What to produce: Please reproduce every line of the material below word for word.

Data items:
────────────────────

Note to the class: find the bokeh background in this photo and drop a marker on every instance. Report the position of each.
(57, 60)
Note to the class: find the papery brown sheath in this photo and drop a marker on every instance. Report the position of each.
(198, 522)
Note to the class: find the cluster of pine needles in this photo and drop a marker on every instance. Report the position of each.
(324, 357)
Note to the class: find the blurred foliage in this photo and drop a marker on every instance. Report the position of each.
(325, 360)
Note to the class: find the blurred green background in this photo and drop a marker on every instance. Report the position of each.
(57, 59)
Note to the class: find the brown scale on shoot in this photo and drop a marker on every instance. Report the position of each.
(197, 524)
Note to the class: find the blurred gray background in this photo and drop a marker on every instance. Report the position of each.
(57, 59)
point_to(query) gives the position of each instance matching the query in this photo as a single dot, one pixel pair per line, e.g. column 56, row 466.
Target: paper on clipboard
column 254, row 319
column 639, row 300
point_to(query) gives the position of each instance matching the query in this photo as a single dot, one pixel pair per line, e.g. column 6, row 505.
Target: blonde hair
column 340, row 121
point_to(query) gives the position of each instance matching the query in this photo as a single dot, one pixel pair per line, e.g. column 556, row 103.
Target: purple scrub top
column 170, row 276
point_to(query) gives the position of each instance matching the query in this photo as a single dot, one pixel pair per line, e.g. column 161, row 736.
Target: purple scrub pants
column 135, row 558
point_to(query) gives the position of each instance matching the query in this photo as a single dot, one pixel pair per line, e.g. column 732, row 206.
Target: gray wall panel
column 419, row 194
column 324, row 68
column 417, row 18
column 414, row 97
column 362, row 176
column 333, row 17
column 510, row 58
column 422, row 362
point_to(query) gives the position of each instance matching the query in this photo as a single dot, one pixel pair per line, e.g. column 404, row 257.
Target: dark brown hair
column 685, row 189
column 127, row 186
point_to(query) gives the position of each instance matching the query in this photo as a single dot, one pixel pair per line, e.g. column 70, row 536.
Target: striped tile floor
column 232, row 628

────────────────────

Result of this exercise:
Note to the class: find the bokeh background in this photo and drop a marker on every instance. Report the position of each.
(57, 60)
Note to the class: find the papery brown sheath in this photo and drop a marker on every instance. Report the position of each.
(198, 522)
Note to the class: find the cluster of pine needles in this photo and drop a marker on every instance. Report the position of each.
(324, 357)
Note to the class: find the blurred foliage in this photo and drop a marker on every instance. Report the position of each.
(325, 360)
Note to the class: find the blurred green background in this photo and drop a marker on every instance. Report the position of each.
(57, 59)
Note to the class: find the brown scale on shoot in this photo and drop a marker on every instance. Report the position of each.
(197, 524)
Note to the class: find the blurred gray background in this photo and drop a marker on every instance. Report the position of each.
(57, 59)
point_to(query) gives the position of each instance matching the query in this photo as a single dot, one pixel pair per line, e.g. column 56, row 466.
Target: paper on clipboard
column 254, row 319
column 639, row 300
point_to(query) gives the position of each instance matching the query in this photo as a single dot, one pixel pair per line, e.g. column 6, row 505.
Target: blonde hair
column 340, row 121
point_to(query) gives the position of each instance matching the query in this photo as a single dot, one pixel pair per line, e.g. column 556, row 103.
Target: purple scrub top
column 170, row 276
point_to(query) gives the position of each instance matching the query in this photo as a single dot, one pixel pair per line, e.g. column 161, row 736.
Target: purple scrub pants
column 135, row 558
point_to(query) gives the position of each instance matching the query in this photo as a single dot, one pixel pair per line, e.g. column 732, row 206.
Target: gray wall panel
column 419, row 194
column 324, row 68
column 417, row 18
column 414, row 97
column 362, row 176
column 333, row 17
column 510, row 58
column 422, row 362
point_to(query) gives the position of each instance matching the query in this photo as a single dot, one pixel pair per line, e.g. column 404, row 257.
Target: dark brown hair
column 685, row 189
column 127, row 186
point_to(query) gives the position of each instance matching the query in this photo as a single dot, one pixel pair per line, e.g. column 70, row 536.
Target: striped tile floor
column 232, row 628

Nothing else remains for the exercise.